MATERIAL TO PROCESS ->
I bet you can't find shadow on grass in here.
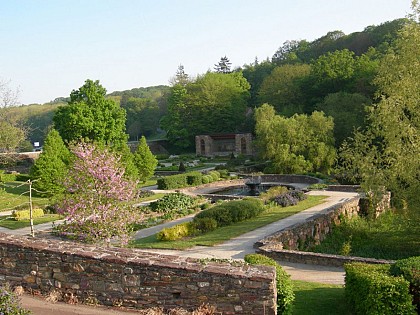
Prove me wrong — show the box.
[293,281,351,315]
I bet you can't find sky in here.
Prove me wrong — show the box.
[0,0,413,105]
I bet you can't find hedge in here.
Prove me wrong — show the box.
[157,173,188,190]
[344,262,415,315]
[12,208,45,221]
[244,254,294,314]
[391,256,420,312]
[186,172,203,186]
[195,198,264,227]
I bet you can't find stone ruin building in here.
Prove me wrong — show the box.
[195,133,253,157]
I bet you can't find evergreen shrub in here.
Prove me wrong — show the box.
[192,217,218,233]
[390,256,420,311]
[344,262,415,315]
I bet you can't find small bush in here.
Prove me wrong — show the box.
[156,222,196,241]
[0,283,31,315]
[192,217,218,233]
[288,190,307,201]
[149,193,195,213]
[390,256,420,311]
[12,208,44,221]
[260,186,289,203]
[0,171,18,182]
[344,262,415,315]
[273,193,299,207]
[208,170,220,182]
[244,254,294,314]
[178,161,186,172]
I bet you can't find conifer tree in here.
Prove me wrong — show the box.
[214,56,232,73]
[30,129,71,196]
[133,136,158,183]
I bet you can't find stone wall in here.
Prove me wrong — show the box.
[0,233,277,314]
[242,174,321,185]
[255,197,361,251]
[255,192,391,267]
[257,248,395,267]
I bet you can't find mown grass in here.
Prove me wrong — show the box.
[0,181,49,212]
[292,280,350,315]
[0,214,62,229]
[311,206,420,260]
[131,195,326,249]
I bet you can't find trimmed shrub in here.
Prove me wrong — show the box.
[391,256,420,311]
[344,262,415,315]
[157,174,188,189]
[244,254,294,315]
[208,170,220,182]
[0,171,18,182]
[202,174,213,184]
[149,193,195,213]
[156,222,197,241]
[186,172,203,186]
[178,161,186,172]
[192,217,218,233]
[195,198,264,227]
[12,208,44,221]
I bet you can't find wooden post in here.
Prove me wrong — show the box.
[27,179,34,237]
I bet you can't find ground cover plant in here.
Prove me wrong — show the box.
[0,284,31,315]
[311,206,420,260]
[131,195,326,249]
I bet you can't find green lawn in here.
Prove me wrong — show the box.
[131,195,326,249]
[292,280,350,315]
[137,193,166,202]
[0,214,62,229]
[138,179,158,188]
[0,181,49,212]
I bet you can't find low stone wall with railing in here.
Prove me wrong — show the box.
[0,233,277,314]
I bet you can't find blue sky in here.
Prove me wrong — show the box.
[0,0,412,104]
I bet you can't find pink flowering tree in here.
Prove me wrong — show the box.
[55,142,141,245]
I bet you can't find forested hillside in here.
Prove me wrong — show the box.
[2,18,407,150]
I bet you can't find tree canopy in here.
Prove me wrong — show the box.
[53,79,128,145]
[255,104,336,174]
[339,5,420,205]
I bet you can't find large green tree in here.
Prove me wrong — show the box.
[161,72,250,149]
[339,3,420,205]
[255,104,336,174]
[258,64,311,115]
[30,128,71,196]
[53,79,127,145]
[316,92,370,147]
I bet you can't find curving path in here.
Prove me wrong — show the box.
[134,190,359,284]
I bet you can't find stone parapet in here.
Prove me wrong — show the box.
[0,233,276,314]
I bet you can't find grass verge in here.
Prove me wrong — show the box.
[292,280,350,315]
[131,195,326,249]
[0,214,62,229]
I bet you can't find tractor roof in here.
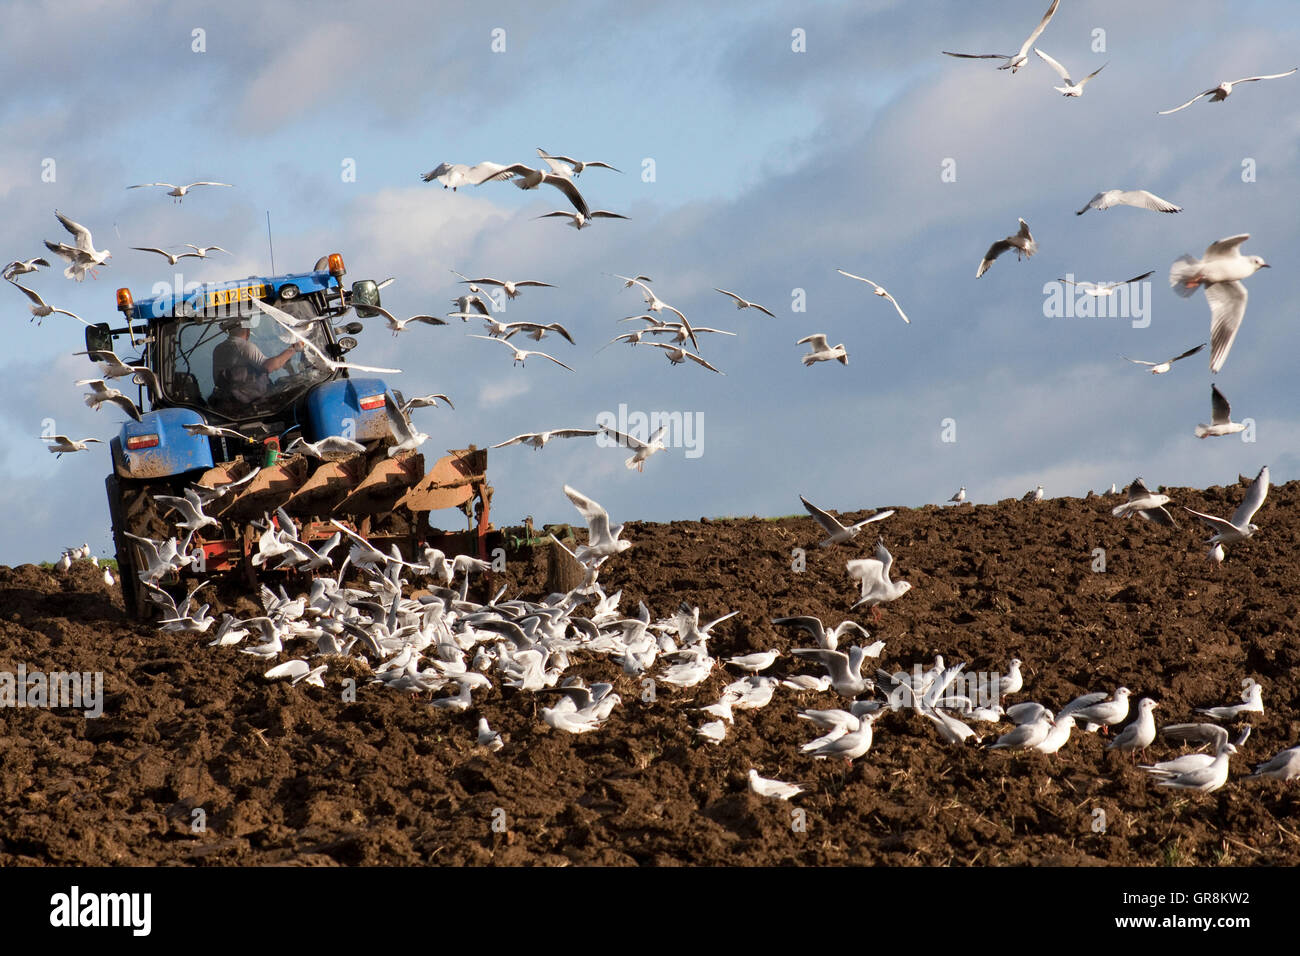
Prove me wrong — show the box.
[123,267,338,323]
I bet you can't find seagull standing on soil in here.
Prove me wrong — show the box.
[747,769,807,800]
[948,486,966,504]
[1169,234,1269,373]
[1108,699,1158,754]
[1250,746,1300,781]
[1196,682,1264,721]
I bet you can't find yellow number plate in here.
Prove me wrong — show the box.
[205,283,268,307]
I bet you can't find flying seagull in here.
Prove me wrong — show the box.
[942,0,1060,73]
[363,304,449,336]
[1159,68,1297,115]
[8,281,85,324]
[1184,465,1269,546]
[1061,271,1155,296]
[420,161,515,189]
[131,246,202,265]
[837,270,910,323]
[127,181,233,202]
[41,435,103,459]
[647,342,724,373]
[468,334,574,371]
[1112,478,1178,527]
[535,210,628,230]
[799,495,895,547]
[797,334,848,366]
[2,257,50,280]
[459,276,554,299]
[600,424,668,472]
[1119,343,1205,374]
[1076,190,1181,215]
[1170,234,1269,373]
[44,210,111,281]
[714,288,775,317]
[1033,48,1107,96]
[80,379,143,421]
[492,429,598,450]
[253,298,401,374]
[976,218,1036,277]
[183,244,230,258]
[1196,385,1248,439]
[536,148,621,177]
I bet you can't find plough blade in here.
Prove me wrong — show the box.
[398,448,488,512]
[337,452,425,515]
[282,455,368,515]
[218,457,309,519]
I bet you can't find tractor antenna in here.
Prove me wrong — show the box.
[266,210,276,275]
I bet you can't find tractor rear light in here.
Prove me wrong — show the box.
[125,434,159,450]
[327,254,345,277]
[116,288,134,313]
[359,393,385,411]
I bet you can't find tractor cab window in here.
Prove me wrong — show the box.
[156,297,334,420]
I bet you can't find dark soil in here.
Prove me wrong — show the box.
[2,477,1298,866]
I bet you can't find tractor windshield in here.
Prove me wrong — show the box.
[156,297,335,420]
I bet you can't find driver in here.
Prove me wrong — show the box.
[212,317,302,405]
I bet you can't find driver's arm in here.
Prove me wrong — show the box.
[262,341,302,373]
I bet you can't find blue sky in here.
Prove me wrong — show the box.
[2,0,1298,563]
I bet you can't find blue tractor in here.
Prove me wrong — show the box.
[91,253,492,618]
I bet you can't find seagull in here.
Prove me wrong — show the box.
[725,650,780,674]
[1196,385,1248,439]
[942,0,1060,73]
[467,334,574,371]
[131,246,201,265]
[183,244,230,258]
[7,281,85,324]
[535,210,628,229]
[614,276,697,343]
[1034,714,1077,755]
[1024,485,1044,502]
[797,334,848,366]
[1250,745,1300,781]
[493,164,592,217]
[1119,343,1204,374]
[976,218,1036,277]
[459,276,555,300]
[2,257,50,280]
[152,490,220,533]
[1170,234,1269,373]
[1033,48,1107,95]
[1196,682,1264,721]
[747,769,807,801]
[182,422,248,441]
[836,270,910,323]
[799,495,895,547]
[420,161,515,189]
[561,485,632,566]
[492,429,597,450]
[600,424,667,472]
[1208,543,1226,564]
[477,718,505,752]
[1108,699,1158,754]
[1062,271,1156,296]
[807,713,878,762]
[1153,740,1236,792]
[1070,687,1131,733]
[1112,478,1178,527]
[1076,190,1181,215]
[44,211,111,281]
[285,436,367,459]
[1143,724,1241,787]
[103,567,115,587]
[847,540,912,611]
[647,342,724,374]
[81,380,142,421]
[714,288,775,317]
[989,710,1054,750]
[536,148,621,177]
[363,304,448,336]
[253,298,401,374]
[127,181,234,202]
[450,293,493,317]
[697,720,728,744]
[76,349,150,380]
[502,322,575,345]
[948,486,966,504]
[383,394,429,456]
[772,616,872,652]
[396,392,454,413]
[1184,465,1268,546]
[1158,68,1298,114]
[790,642,873,697]
[41,435,103,459]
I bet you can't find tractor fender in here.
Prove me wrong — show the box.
[304,377,392,443]
[116,407,215,479]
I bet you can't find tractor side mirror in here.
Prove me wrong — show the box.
[350,279,381,318]
[339,322,364,335]
[85,323,113,356]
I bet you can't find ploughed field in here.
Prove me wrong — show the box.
[1,477,1298,866]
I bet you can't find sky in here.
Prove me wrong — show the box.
[1,0,1297,564]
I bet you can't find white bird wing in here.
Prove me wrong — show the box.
[1120,356,1157,367]
[182,181,234,189]
[1158,89,1216,115]
[682,350,724,374]
[1033,47,1071,83]
[797,333,829,350]
[601,425,648,451]
[1230,466,1269,527]
[1120,190,1181,213]
[799,496,846,535]
[55,211,95,253]
[1161,722,1229,751]
[256,298,400,373]
[128,182,177,190]
[1182,507,1239,537]
[1204,280,1247,374]
[1016,0,1061,58]
[564,485,613,545]
[384,394,417,445]
[1227,68,1298,84]
[1206,234,1251,258]
[1210,385,1232,426]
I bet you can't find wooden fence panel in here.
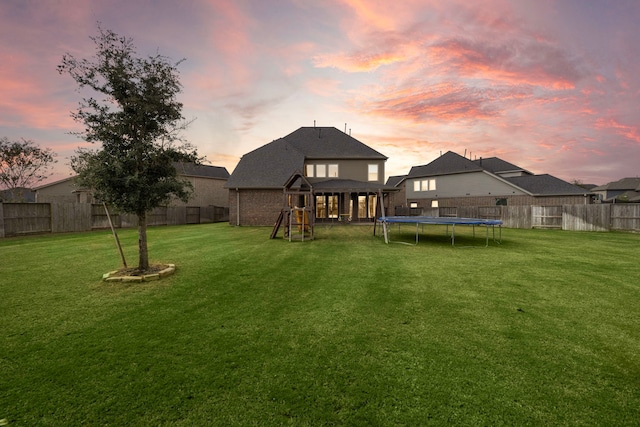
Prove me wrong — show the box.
[478,206,502,220]
[563,204,611,232]
[91,204,121,229]
[439,207,457,217]
[532,206,562,229]
[186,207,200,224]
[2,203,51,236]
[148,207,167,226]
[501,206,532,229]
[166,207,187,225]
[51,203,92,233]
[611,204,640,231]
[457,206,478,218]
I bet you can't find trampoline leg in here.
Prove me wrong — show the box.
[451,224,455,246]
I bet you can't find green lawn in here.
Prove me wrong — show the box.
[1,223,639,426]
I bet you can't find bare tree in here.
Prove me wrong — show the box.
[0,137,56,201]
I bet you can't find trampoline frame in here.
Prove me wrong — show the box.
[377,216,503,247]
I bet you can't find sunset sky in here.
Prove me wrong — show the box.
[2,0,639,186]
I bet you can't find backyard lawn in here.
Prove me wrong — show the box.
[1,223,639,426]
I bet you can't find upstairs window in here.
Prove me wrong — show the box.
[306,164,338,178]
[368,164,379,181]
[413,178,436,191]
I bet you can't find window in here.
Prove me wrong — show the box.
[368,195,377,218]
[305,164,314,177]
[316,164,326,178]
[316,195,326,218]
[414,178,437,191]
[496,198,507,206]
[431,200,439,208]
[328,164,339,177]
[358,195,367,218]
[368,164,378,181]
[410,202,418,208]
[328,195,338,218]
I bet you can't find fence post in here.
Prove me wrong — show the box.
[0,202,4,238]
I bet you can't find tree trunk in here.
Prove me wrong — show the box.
[138,211,149,271]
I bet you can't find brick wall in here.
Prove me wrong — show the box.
[228,189,283,226]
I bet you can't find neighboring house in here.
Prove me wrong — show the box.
[34,177,90,203]
[225,126,394,226]
[591,177,640,203]
[388,151,591,210]
[34,162,230,206]
[0,187,36,202]
[171,162,230,207]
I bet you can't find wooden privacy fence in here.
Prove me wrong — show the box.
[389,204,639,233]
[0,203,229,238]
[2,203,639,238]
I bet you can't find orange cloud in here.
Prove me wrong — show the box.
[313,50,408,72]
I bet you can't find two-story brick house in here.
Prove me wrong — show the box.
[225,126,395,226]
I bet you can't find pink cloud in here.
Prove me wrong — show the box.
[356,82,533,124]
[429,37,585,89]
[595,118,640,144]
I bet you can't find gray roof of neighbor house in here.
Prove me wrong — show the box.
[385,175,406,187]
[505,174,588,196]
[407,151,483,177]
[472,157,532,175]
[173,162,229,179]
[592,177,640,191]
[406,151,587,196]
[226,127,387,189]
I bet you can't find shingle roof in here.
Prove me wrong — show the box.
[385,175,405,187]
[226,138,305,189]
[312,179,397,192]
[226,127,387,189]
[592,177,640,191]
[472,157,531,175]
[505,174,588,195]
[407,151,483,177]
[173,162,229,179]
[281,127,388,159]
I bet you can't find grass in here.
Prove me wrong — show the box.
[1,223,639,426]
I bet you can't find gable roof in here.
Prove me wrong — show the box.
[34,176,77,190]
[407,151,483,177]
[592,177,640,191]
[505,174,588,196]
[226,127,387,189]
[472,157,532,175]
[173,162,229,179]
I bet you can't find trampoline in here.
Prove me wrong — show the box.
[377,216,503,247]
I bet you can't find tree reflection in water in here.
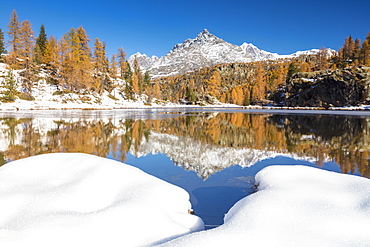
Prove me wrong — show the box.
[0,112,369,178]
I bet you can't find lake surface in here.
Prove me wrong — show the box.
[0,108,369,229]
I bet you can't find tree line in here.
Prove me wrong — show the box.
[0,9,369,105]
[154,33,370,106]
[0,9,150,100]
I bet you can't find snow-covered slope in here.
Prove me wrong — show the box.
[127,52,159,72]
[132,29,254,77]
[129,29,337,78]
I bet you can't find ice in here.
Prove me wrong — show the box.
[158,165,370,246]
[0,153,204,247]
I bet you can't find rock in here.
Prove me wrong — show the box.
[284,68,370,108]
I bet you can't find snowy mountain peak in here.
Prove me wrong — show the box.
[170,29,222,54]
[240,42,280,61]
[195,29,220,42]
[128,29,337,77]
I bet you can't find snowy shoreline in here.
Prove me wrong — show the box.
[1,153,369,246]
[2,102,370,117]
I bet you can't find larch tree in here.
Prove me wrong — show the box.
[361,32,370,66]
[44,36,60,83]
[206,70,221,98]
[110,54,118,80]
[252,62,266,103]
[7,9,21,66]
[76,26,92,90]
[117,47,131,80]
[18,20,35,92]
[132,57,143,94]
[92,38,110,92]
[62,26,92,91]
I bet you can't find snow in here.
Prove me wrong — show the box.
[0,153,204,247]
[1,153,370,246]
[158,165,370,247]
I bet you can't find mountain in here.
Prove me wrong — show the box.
[129,29,337,78]
[127,52,158,71]
[130,29,254,77]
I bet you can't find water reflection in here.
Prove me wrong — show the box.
[1,110,370,228]
[1,111,369,178]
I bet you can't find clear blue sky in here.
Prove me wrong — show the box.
[1,0,369,58]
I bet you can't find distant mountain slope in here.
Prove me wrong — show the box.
[129,29,336,78]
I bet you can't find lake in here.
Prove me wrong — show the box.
[0,108,369,229]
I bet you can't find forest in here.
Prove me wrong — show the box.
[0,9,370,105]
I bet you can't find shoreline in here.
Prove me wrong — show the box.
[1,101,370,116]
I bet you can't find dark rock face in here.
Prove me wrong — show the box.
[284,68,370,108]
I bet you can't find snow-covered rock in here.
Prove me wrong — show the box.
[128,52,159,72]
[134,29,254,77]
[240,42,280,61]
[0,153,204,247]
[159,165,370,246]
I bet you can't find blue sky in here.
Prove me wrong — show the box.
[1,0,369,58]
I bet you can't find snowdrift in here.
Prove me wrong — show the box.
[159,165,370,246]
[0,153,204,247]
[1,154,370,247]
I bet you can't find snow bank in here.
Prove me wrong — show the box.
[0,153,204,247]
[159,165,370,247]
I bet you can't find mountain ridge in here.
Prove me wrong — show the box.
[129,29,336,78]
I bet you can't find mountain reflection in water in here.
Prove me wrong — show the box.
[0,110,369,228]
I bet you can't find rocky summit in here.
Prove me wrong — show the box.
[129,29,336,78]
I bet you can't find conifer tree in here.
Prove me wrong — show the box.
[0,28,5,55]
[361,32,370,66]
[131,71,140,96]
[92,38,110,91]
[132,57,143,94]
[7,9,21,66]
[18,20,35,92]
[110,54,118,79]
[44,36,60,83]
[1,70,17,102]
[206,70,221,98]
[34,24,48,64]
[117,47,130,79]
[252,62,266,103]
[19,20,34,61]
[62,27,92,91]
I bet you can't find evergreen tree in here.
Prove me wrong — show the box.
[34,24,48,64]
[1,70,18,102]
[286,62,300,81]
[0,28,5,55]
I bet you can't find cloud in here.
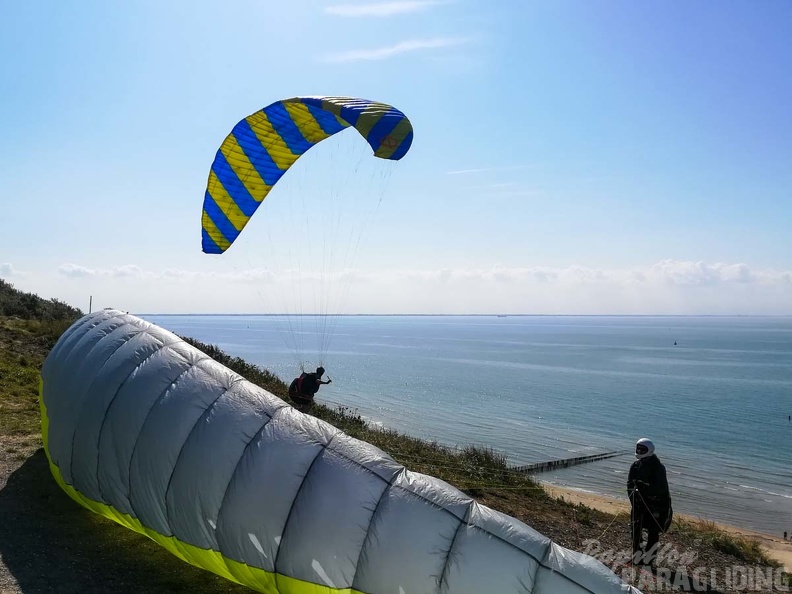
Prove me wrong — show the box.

PROBLEM DETAILS -> Return all lines from the data above with "shrub" in them.

RESULT ->
I bet you can't find evergreen shrub in here.
I bet you can't find trimmed shrub in here.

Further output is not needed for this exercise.